Orang sabar akan selalu memiliki jiwa sosial, mau berbagi dengan orang lain terutama yang membutuhkan. Ilmunya akan diberikan cuma-cuma, karena mengajarkan ilmu kepada orang lain, akan membuat ilmu yang dimilikinya itu bermanfaat. Rasul pernah bersabda, ada tujuh golongan yang akan mendapatkan naungan Allah di hari kiamat nanti diantaranya adalah orang yang bersedekah kemudian ia menyembunyikan sedekahnya, hingga tangan kirinya tidak tahu apa yang diberikan tangan kanannya. Menurut Khalid (2003), sabar yang dilakukannya adalah berusaha keras menyembunyikan sedekahnya. 

g.    Mampu menahan diri untuk tidak melemparkan hal-hal yang tidak disukai orang lain.                                                      
Individu yang sabar akan mampu menahan dirinya untuk tidak melemparkan hal-hal yang tidak disukainya kepada orang lain, orang seperti ini dinamakan muruah (menjaga citra diri). Pada kenyataannya sering kali seseorang dihadapkan pada suatu hal-hal yang tidak disukainya, untuk menyiasatinya sering kali hal-hal tersebut dilemparkan pada orang lain. Perbuatan tersebut jelas merupakan perbuatan yang jelek. Individu yang sabar akan selalu menghadapinya sekalipun hal itu tidak disukainnya.

**Data Hasil Ekstraksi:**
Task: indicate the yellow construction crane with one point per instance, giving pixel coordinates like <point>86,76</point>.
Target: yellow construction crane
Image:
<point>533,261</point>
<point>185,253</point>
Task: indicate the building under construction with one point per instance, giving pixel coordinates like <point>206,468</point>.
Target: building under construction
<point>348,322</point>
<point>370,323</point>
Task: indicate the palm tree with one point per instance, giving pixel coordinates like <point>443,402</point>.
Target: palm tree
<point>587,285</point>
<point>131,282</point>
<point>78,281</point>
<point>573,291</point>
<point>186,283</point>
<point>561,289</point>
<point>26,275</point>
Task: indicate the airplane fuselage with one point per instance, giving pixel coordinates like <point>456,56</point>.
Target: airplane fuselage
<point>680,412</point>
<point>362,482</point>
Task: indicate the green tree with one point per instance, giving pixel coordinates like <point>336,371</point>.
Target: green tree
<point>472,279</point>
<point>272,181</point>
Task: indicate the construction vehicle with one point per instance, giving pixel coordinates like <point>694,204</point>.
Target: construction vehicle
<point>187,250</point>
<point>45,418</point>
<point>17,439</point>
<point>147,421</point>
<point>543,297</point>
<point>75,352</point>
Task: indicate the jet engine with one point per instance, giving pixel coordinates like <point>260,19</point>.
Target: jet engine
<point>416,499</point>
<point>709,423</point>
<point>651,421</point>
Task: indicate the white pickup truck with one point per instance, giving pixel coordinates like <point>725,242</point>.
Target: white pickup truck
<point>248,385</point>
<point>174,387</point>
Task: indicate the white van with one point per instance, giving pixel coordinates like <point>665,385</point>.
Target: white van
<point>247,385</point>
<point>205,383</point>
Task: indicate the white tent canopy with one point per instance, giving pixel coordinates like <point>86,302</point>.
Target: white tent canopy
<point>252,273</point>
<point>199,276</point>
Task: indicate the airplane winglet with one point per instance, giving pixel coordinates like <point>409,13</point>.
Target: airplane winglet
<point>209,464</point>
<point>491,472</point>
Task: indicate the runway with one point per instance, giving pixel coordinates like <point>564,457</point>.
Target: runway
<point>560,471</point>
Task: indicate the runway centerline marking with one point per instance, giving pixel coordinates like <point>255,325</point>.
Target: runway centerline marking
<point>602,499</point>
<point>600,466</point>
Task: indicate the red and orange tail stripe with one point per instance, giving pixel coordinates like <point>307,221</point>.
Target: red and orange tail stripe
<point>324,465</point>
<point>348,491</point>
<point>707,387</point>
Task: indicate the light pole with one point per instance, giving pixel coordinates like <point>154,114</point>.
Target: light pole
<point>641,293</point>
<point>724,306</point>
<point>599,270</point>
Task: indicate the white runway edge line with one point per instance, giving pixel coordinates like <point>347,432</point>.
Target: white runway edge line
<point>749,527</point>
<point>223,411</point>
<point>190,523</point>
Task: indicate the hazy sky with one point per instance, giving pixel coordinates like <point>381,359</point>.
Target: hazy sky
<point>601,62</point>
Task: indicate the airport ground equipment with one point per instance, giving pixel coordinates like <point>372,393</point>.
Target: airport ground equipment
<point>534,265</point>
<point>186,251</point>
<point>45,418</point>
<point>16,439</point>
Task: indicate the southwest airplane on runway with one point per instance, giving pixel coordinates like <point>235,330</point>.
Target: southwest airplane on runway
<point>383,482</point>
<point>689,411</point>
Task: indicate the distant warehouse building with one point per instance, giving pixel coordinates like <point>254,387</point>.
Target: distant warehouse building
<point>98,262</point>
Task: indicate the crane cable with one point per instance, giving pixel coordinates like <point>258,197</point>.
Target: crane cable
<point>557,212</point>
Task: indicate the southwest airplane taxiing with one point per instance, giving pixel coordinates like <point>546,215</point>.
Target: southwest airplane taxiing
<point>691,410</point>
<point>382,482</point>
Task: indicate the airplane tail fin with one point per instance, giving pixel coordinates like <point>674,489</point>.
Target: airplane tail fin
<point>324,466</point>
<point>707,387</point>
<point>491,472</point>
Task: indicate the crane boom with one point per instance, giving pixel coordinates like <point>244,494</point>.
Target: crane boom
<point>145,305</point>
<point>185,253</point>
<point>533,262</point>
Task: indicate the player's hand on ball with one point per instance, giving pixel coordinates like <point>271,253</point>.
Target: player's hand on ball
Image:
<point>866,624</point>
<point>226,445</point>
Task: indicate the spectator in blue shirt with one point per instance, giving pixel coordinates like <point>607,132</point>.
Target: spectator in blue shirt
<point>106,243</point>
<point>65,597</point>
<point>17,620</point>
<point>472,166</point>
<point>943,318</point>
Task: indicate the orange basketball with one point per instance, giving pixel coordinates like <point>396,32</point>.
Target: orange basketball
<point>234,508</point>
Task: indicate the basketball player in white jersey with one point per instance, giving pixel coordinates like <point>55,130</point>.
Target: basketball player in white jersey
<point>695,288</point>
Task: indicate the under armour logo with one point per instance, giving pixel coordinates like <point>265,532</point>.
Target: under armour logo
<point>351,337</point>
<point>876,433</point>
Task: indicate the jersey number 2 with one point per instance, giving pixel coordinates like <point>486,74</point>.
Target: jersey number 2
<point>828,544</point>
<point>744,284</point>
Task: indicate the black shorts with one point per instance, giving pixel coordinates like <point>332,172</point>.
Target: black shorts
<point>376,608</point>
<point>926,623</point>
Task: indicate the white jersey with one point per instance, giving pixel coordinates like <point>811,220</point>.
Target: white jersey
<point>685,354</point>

* * *

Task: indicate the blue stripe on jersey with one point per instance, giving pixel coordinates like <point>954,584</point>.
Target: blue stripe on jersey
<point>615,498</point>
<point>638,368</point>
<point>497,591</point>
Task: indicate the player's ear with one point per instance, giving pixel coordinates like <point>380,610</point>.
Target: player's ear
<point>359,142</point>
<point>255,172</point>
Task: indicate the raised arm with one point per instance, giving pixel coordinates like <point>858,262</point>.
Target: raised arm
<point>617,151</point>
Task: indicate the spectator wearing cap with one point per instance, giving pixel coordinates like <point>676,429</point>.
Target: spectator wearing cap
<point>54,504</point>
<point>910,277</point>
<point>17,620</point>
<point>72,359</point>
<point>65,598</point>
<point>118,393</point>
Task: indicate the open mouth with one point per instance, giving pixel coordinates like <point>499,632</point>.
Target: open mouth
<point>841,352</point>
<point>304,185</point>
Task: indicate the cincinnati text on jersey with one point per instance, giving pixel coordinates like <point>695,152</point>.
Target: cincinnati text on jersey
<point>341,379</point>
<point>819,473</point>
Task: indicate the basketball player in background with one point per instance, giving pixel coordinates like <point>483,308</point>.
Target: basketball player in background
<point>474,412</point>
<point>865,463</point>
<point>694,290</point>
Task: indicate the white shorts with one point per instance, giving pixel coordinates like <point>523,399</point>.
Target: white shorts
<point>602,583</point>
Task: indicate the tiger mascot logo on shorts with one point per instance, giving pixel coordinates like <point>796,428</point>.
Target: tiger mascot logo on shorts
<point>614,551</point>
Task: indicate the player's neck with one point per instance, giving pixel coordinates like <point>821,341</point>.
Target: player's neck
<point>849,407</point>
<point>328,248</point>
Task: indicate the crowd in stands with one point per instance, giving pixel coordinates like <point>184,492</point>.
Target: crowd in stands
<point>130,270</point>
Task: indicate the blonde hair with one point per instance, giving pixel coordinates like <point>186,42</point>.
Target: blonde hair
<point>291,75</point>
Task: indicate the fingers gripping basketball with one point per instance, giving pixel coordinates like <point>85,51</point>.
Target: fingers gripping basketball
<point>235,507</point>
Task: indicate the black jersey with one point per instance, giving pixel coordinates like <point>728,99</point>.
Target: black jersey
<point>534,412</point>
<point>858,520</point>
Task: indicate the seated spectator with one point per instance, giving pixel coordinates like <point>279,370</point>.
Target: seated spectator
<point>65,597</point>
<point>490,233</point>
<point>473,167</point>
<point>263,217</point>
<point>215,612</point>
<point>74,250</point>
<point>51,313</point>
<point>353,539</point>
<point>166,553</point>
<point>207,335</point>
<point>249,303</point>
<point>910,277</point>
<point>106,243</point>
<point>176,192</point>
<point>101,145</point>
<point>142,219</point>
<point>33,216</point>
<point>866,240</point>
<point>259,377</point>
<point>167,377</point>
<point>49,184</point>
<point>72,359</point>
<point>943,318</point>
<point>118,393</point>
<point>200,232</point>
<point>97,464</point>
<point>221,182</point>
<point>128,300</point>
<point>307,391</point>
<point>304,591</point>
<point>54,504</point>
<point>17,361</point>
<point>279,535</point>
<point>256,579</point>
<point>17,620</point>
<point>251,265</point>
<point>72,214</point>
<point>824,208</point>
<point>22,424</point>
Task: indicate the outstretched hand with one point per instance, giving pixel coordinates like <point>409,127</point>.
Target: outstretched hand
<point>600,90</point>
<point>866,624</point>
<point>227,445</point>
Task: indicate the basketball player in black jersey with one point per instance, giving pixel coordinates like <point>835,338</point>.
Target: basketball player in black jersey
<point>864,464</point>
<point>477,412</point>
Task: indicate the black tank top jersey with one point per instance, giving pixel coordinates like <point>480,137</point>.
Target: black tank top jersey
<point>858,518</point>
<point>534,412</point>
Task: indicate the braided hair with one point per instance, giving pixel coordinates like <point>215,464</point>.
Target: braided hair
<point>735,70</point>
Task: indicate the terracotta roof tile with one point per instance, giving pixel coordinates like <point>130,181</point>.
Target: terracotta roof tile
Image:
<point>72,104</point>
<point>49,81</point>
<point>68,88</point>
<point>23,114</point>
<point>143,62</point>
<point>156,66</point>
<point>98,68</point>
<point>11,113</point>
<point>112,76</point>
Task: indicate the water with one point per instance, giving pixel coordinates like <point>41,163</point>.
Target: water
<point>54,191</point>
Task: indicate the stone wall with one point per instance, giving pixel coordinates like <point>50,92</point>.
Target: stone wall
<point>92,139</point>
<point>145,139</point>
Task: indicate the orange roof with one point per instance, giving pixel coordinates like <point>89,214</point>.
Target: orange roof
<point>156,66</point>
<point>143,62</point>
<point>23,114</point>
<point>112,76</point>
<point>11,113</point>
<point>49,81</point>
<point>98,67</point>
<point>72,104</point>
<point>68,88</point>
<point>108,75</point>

**Permintaan Tugas:** Menurut teks yang diberikan, apa sebutan bagi orang yang mampu menahan diri untuk tidak melemparkan hal-hal yang tidak disukainya kepada orang lain? Baris-baris data di atas tidak diperlukan.

**Hasil Latihan:** Orang seperti itu dinamakan muruah (menjaga citra diri).